**DIRECTIVE:** Copy every line of the entries below word for word, in the same order.

Dataset rows
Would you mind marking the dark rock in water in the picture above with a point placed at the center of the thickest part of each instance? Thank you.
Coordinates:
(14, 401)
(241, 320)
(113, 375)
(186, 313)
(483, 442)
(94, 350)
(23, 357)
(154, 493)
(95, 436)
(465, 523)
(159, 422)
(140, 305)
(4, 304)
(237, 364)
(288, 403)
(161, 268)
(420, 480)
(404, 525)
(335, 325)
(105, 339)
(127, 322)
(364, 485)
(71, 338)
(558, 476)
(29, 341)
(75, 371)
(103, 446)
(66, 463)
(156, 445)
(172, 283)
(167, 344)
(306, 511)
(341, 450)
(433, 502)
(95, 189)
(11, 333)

**SOLUTION:**
Would you mind marking the dark rock in water in the picture above with a point placed at the center of the thickest part of each instance? Thank you.
Coordinates:
(14, 401)
(241, 320)
(113, 375)
(186, 313)
(483, 442)
(94, 350)
(23, 357)
(154, 493)
(95, 436)
(465, 523)
(159, 422)
(140, 305)
(4, 304)
(237, 364)
(288, 403)
(161, 268)
(420, 480)
(404, 525)
(335, 325)
(105, 339)
(127, 322)
(364, 485)
(71, 338)
(558, 476)
(29, 341)
(75, 371)
(103, 446)
(66, 463)
(156, 445)
(172, 283)
(167, 344)
(306, 511)
(341, 450)
(433, 502)
(95, 189)
(11, 333)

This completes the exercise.